• ABOUT THIS EXERCISE: Restate word for word the span that opens with the line containing "Mark the nose" and closes with the final line of the data; give only those lines.

[Extracted data entries]
****************

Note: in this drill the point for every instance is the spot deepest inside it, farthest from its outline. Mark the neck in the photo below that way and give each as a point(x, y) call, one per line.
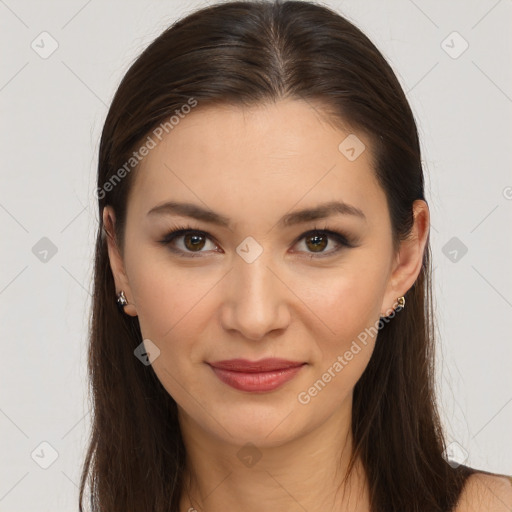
point(304, 473)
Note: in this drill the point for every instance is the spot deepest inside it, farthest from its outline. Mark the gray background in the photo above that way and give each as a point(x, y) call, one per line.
point(52, 110)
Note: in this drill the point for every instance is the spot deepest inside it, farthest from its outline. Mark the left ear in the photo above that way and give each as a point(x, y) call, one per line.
point(409, 258)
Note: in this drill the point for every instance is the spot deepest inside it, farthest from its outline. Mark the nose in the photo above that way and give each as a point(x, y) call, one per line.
point(255, 299)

****************

• ANSWER SPACE:
Note: in this drill the point for every instance is the spot deepest inside it, farthest from its outline. Mark the nose in the photo above that way and give each as a point(x, y) call, one per line.
point(255, 299)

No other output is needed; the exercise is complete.